- **SUPPLIED TEXT**
However, even though the things we covered previously were quite powerful, it doesn’t even begin to scratch the surface of parsing. There is so much we want to cover.

— 1:10

First, we want to improve the ergonomics of the parsers that we have defined so far, because we haven’t given much attention to that yet and there are a few sharp edges right now.

— 1:19

Next, we want to show how to generalize parsing so that we can parse more than just strings. We’d like to be able to parse any kind of data type.

— 1:28

And then, amazingly, the very act of generalizing our parser will give just the tools we need to finely tune the performance of our parsers. If done correctly they can be nearly as efficient as hand rolled parsers, which is pretty amazing.

— 1:40

And then finally, we want to show how to flip parsing on its head by describe what it means to “unparse” something. That is, if you were to “unparse” a parsed result, and then re-parse it, you should get back to where you started. That may not sound very interesting, but trust us, it’s surprising and amazing to see, but we don’t want to give away any spoilers right now.

- **TASK DESCRIPTION**
Carry on the transcript about parsing, starting right after its last sentence. The records below this line are separate from the parsing transcript.

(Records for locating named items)

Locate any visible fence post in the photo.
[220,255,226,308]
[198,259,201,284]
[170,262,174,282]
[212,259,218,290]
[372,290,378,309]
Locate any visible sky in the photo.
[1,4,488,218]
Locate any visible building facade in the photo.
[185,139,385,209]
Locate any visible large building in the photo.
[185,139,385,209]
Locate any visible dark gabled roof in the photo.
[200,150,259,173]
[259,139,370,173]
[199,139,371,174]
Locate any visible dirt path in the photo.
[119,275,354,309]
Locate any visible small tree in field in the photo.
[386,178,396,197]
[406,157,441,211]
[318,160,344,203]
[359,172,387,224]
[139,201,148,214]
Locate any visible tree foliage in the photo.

- **THE ANSWER**
— 2:02

So, there’s still a ton to cover, and we’ll get there in the coming months, but right now we want to take a step back and give a little recap on everything we covered before. There are a lot of people out there that haven’t watched our parser episodes, though we highly encourage you to, and others that have watched may have gotten a bit rusty. This episode will quickly summarize everything we covered in the past 9 episodes to get us all on the same foundation from which we can build much bigger concepts. It won’t have a ton of new content for those who are already familiar with parsing, but we will make a few tweaks to the previous code in order to improve its ergonomics along the way, so hopefully everyone will get at least something from this episode.

— 2:44

So let’s get started! What is a parser?

— 2:46

We began our parser episodes last time by giving a broad definition of what parsing is, and then showed that Apple actually gives us quite a few tools for doing rudimentary parsing. Very roughly speaking, parsing is the process of turning a nebulous blob of data into a well-structured piece of data.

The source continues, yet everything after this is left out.